> _Dataset rows on where objects appear_:
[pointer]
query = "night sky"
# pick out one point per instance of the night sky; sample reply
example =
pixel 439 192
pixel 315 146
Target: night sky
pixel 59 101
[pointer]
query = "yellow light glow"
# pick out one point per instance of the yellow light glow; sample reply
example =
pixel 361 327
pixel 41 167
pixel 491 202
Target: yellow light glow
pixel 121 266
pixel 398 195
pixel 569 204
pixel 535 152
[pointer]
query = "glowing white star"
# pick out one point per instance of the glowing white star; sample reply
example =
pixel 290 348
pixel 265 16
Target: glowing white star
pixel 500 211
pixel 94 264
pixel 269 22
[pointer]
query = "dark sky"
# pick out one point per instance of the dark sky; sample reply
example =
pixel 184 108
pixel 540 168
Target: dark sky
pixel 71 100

> _EXERCISE REQUIREMENTS_:
Copy out every one of the items above, line for line, without any changes.

> _WORKED ANSWER_:
[pointer]
query = "night sky"
# pick out one point per instance of the night sky; sample reply
example =
pixel 439 192
pixel 315 146
Target: night sky
pixel 59 101
[pointer]
query = "yellow light glow"
# pick out one point per instance of the yellow light glow; sample reply
example =
pixel 361 327
pixel 41 167
pixel 491 202
Target: yellow light glow
pixel 121 266
pixel 398 195
pixel 569 204
pixel 535 152
[pointer]
query = "glowing white star"
# pick out one point per instance of the glowing white star; sample reply
example =
pixel 290 348
pixel 265 16
Target: glowing white star
pixel 500 211
pixel 94 264
pixel 269 22
[pointer]
query = "dark sky"
# pick out one point per instance of the dark sky; sample reply
example =
pixel 184 108
pixel 540 168
Target: dark sky
pixel 71 100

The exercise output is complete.